• [DATASET EXTRACT]
────────

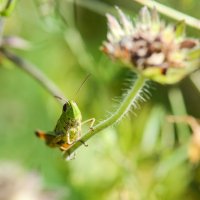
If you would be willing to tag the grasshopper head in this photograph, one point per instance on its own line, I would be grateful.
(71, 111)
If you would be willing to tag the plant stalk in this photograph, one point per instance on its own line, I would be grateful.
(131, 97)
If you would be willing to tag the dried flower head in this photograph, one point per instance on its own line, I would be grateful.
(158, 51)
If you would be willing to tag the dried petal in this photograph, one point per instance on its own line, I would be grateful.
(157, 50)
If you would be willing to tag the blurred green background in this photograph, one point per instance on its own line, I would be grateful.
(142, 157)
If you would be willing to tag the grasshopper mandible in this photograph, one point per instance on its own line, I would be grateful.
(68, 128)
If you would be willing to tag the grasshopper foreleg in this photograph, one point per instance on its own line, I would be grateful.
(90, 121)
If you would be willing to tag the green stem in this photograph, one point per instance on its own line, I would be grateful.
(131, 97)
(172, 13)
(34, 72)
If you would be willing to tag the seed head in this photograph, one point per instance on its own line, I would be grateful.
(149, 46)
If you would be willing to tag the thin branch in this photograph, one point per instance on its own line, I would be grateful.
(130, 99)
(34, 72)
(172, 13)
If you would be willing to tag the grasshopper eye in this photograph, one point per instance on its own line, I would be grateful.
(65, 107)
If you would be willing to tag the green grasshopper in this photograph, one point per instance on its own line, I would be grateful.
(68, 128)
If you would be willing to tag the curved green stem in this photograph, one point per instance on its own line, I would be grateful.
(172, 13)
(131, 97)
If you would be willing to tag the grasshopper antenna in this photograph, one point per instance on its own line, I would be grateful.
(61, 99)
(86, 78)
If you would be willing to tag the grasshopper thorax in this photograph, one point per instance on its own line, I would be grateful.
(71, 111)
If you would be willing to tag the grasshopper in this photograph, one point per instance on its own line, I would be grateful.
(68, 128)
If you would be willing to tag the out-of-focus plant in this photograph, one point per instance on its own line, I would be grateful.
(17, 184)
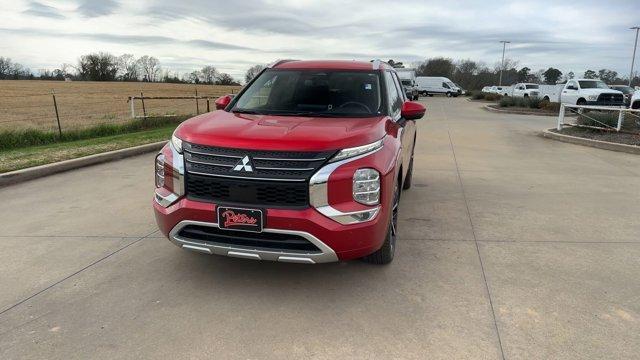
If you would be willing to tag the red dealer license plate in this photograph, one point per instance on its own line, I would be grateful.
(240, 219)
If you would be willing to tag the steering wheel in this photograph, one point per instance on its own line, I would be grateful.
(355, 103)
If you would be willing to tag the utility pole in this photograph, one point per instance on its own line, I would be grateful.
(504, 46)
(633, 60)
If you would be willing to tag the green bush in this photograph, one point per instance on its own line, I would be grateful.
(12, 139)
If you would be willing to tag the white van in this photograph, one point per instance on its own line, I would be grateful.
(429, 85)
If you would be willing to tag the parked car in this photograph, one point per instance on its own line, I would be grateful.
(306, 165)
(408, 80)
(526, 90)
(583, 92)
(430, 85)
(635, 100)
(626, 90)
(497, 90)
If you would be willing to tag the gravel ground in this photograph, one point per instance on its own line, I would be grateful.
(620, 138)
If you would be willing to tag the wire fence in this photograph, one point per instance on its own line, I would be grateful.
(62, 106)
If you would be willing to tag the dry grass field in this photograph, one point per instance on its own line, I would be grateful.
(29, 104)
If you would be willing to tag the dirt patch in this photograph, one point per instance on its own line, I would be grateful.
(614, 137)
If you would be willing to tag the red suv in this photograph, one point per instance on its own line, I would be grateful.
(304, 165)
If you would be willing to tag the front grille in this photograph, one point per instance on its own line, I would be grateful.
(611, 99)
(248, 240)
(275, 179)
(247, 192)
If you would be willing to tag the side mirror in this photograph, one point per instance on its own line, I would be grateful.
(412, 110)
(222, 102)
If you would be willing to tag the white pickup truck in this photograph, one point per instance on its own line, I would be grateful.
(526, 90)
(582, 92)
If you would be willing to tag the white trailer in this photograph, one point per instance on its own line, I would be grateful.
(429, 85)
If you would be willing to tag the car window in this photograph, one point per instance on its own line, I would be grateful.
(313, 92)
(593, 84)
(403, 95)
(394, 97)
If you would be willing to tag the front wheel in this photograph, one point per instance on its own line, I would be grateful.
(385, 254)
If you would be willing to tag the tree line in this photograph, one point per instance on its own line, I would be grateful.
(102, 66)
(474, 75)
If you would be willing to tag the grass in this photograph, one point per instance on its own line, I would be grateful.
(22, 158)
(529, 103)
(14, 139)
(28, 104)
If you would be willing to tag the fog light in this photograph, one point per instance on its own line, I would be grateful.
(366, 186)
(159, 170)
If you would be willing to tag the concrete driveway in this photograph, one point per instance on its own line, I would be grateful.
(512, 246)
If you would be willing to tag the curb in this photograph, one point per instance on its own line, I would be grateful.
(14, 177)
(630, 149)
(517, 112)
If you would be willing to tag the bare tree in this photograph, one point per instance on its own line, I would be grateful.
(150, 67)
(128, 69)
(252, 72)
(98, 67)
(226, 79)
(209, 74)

────────

• [YOUR OBJECTIVE]
Write out only what runs from the line holding "If you would be willing to tag the concrete" through the last line of the records, exactly as shown.

• [FINAL ANSWER]
If you would be willing to tag the concrete driveway in this photograph, one point per instance on its own line, I would be grateful.
(512, 246)
If you would be willing to tag the curb in this photograph, one point per instance on its own line, I would be grateful.
(14, 177)
(630, 149)
(517, 112)
If you would be willing to tag the bare tree in this photograph, one point per instance on its own line, I would be grateful.
(150, 67)
(128, 69)
(252, 72)
(98, 67)
(226, 79)
(209, 74)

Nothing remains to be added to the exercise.